Excerpt

::::::::

These poets, by and large, were the Lambeg Drums of their time: Philip Larkin, Louis MacNeice, Stevie Smith, Hugh MacDiarmid, John Betjeman, Robert Graves, WH Auden. I own half of these records, which represents a cull of 42 such names. Forty of them are men.

Now, 30 years on, the British Council, in conjunction with the small- press publisher Bloodaxe Books, has just launched a new, updated version of the same idea, this time on cassette, under the title of The Poetry Quartets. Twelve poets read on the first three cassettes. Half of them are women. Even in the Sixties everyone was aware that women had lives. Now we can rejoice in the knowledge that they have voices, too.

The voicing of poetry was just coming into fashion at the beginning of the Sixties. Now it is commonplace - every night of the week there is a poetry reading in some under- or over-heated arts venue or other. Poets sell their books at readings, often more rapidly than from bookshops. They shamelessly test out new poems on their audiences, probing their strengths and weaknesses, listening out for heartfelt gasps of approval or groans of out-and-out revulsion. Readers, for their part, use public readings as tasting sessions, determining whether a particular poet whets the appetite or not. Did that generally portentous air of gloom and despondency fail, in the end, to appeal?

::::::::

Source data

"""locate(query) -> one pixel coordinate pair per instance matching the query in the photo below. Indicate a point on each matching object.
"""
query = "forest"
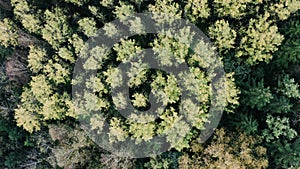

::::::::

Task instructions
(1) Retype the passage from the excerpt on poetry recordings, starting with "Now, 30 years" and going on through "have voices, too.".
(2) In the excerpt on poetry recordings, how many poets read on the first three cassettes of The Poetry Quartets?

Task-by-task outputs
(1)
Now, 30 years on, the British Council, in conjunction with the small- press publisher Bloodaxe Books, has just launched a new, updated version of the same idea, this time on cassette, under the title of The Poetry Quartets. Twelve poets read on the first three cassettes. Half of them are women. Even in the Sixties everyone was aware that women had lives. Now we can rejoice in the knowledge that they have voices, too.

(2) Twelve poets read on the first three cassettes.